Selected extract:
☆ ☆ ☆ ☆
Design Cross sectional study of data abstracted during an evaluation of an initiative to improve quality of care for people with HIV.
Setting 69 sites in 30 states.
Data sources Medical records of 9020 patients.
Main outcome measures Adjusted performance rates at site level for eight measures of quality of care specific to HIV and a site level summary performance score (the number of measures for which the site was in the top quarter of the distribution).
Results Of 28 site level correlations between measures, two were greater than 0.40, two were between 0.30 and 0.39, four were between 0.20 and 0.29, and the 20 remaining were all less than 0.20. One site was in the top quarter for seven measures, but no sites were in the top quarter for six or eight of the measures. Across the eight quality measures, sites were in the top quarter no more often than predicted by a chance (binomial) distribution.
Conclusions The quality suggested by one measured indicator cannot necessarily be generalised to unmeasured indicators, even if this might be expected for clinical or other reasons.
Efforts to measure and report the quality of care delivered by healthcare organisations are becoming commonplace. Publicly reported performance data are increasingly available for health plans, hospitals, nursing homes, and groups of physicians, and many providers are now being rewarded on the basis of measures of quality of care.1 2 3 These initiatives generally rely on a small set of measures, usually of processes of care but sometimes of outcomes. Common indicators of performance of health plans and physicians focus on the provision of preventive services and the management of a small number of chronic conditions, such as diabetes and asthma.
In addition to making reported quality data more comprehensible, a rationale for using a small subset of possible quality indicators is the belief that an organisation's performance on unmeasured processes or outcomes will be similar to that on measured ones. For example, although there are many activities involved in high quality care in diabetes, it is assumed that assessment of selected processes, such as whether a yearly retinal exam is performed or whether a test for haemoglobin A1c was ordered, provides a reasonable indication of the overall quality of an organisation's diabetes care. An extension of this logic is that monitoring care indicators for a carefully selected set of prevalent and important conditions, such as diabetes, hypertension, and heart attacks, provides valid information about the overall quality of care provided by a physician, medical group, health plan, or hospital. The use of a few indicators to assess care is consonant with systems theory, which implies that there should be relatively high correlations among quality indicators within organisations because multiple areas of performance should be influenced by common characteristics of the system.4 5 6
Several studies have examined the relations among quality measures for various different types of organisations, but few of these studies examined outpatient medical practices. For instance, a recent study of 11 outpatient practices that assessed measures of technical clinical quality (such as cholesterol screening), patients' satisfaction, clinic function (such as follow-up of abnormal results of laboratory tests), and compliance with treatment for diabetes and asthma found no significant correlations between these measures.7 Similarly, Palmer et al found that correlations across cases seen by a given physician were low.8 Other studies that examined hospitals,9 10 health plans,11 and communities12 have found similarly low correlations among quality measures.
Given the large number of initiatives for measurement and improvement of quality, many of them founded on systems theory, it is surprising that so few have reported empirical assessments of the relations among quality indicators. Examining such correlations is critical for both measurement and improvement of quality. With regard to measurement, it is important to understand whether it is appropriate to draw conclusions about the overall quality on the basis of a limited set of indicators. With regard to improvement, finding strong correlations among quality measures would support the theory that the measures are the output of a single functional system and that efforts to improve quality should focus on characteristics of the system. Low correlations, by contrast, would suggest that multiple functionally independent systems are operating, implying that efforts to improve quality need to address these distinct systems or their integration.
☆ ☆ ☆ ☆
Material supplied:
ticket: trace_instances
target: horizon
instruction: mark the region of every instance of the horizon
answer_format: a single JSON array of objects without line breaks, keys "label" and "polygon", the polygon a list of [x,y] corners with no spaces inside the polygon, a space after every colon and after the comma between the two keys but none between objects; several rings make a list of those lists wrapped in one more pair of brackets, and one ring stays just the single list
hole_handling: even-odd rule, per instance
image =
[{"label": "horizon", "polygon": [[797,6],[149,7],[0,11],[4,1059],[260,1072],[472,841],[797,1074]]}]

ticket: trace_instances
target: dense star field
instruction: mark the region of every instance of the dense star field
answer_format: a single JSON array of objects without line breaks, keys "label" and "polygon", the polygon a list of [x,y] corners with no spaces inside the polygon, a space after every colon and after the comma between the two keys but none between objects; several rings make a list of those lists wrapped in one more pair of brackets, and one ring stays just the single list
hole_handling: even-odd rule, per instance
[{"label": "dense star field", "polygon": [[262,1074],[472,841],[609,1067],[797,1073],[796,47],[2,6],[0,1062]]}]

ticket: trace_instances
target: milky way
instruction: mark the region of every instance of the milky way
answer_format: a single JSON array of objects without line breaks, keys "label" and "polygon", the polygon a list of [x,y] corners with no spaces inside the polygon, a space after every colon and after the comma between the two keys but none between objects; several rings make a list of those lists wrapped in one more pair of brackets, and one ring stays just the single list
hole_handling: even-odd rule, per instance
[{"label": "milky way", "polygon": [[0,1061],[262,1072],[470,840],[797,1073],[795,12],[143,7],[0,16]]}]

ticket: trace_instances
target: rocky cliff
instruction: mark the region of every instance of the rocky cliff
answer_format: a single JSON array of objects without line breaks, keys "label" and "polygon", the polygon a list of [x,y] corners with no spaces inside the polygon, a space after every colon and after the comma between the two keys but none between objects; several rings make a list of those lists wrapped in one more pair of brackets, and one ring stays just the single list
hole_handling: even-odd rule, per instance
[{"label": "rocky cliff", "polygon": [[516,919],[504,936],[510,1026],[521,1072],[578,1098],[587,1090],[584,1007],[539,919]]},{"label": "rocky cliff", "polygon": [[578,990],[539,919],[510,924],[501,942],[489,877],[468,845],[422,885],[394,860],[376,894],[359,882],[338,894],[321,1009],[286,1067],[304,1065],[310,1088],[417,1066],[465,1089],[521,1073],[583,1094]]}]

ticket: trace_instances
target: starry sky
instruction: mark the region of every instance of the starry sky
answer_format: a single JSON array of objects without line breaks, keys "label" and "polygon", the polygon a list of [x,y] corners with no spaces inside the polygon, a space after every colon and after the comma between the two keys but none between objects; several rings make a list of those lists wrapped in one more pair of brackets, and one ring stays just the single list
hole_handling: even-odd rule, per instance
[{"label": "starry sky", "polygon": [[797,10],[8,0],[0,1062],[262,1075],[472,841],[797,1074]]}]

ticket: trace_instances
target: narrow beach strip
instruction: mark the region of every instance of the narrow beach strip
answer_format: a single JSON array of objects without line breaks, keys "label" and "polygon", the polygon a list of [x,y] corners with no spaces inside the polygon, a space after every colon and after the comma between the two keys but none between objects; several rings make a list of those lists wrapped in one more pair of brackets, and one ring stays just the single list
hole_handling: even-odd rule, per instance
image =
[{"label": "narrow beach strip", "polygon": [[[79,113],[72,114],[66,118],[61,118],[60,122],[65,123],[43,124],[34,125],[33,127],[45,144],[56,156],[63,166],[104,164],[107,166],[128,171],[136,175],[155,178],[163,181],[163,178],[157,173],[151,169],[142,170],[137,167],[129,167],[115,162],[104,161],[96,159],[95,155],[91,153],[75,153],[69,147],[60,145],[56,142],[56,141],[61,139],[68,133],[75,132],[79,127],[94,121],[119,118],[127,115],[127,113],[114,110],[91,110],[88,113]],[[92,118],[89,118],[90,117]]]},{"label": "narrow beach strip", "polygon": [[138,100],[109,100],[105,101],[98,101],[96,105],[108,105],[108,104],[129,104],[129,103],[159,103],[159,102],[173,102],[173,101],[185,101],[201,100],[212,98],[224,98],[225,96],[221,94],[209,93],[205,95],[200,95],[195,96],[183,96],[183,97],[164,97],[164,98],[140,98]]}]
☆ ☆ ☆ ☆
Problems to solve:
1 – Rewrite the HIV quality study text, everything from "Conclusions The quality" down to "or other reasons.", replacing "generalised" with "extended".
2 – Decide whether each statement agrees with the HIV quality study text, answering yes or no and quoting the words that decide it.
(a) The study drew on medical records of more than 10,000 patients.
(b) No site was in the top quarter for all eight measures.
(c) A study of 11 outpatient practices found significant correlations among its measures.
3 – Answer from the HIV quality study text:
(a) How many states did the study sites span?
(b) Which two chronic conditions are named as a focus of common indicators of performance of health plans and physicians?
(c) Whose study found that correlations across cases seen by a given physician were low?
You won't need the records.

Expected results:
1 –
Conclusions The quality suggested by one measured indicator cannot necessarily be extended to unmeasured indicators, even if this might be expected for clinical or other reasons.

2 –
(a) No: "Medical records of 9020 patients."
(b) Yes: "no sites were in the top quarter for six or eight of the measures"
(c) No: "found no significant correlations between these measures"

3 –
(a) 30
(b) Diabetes and asthma
(c) Palmer et al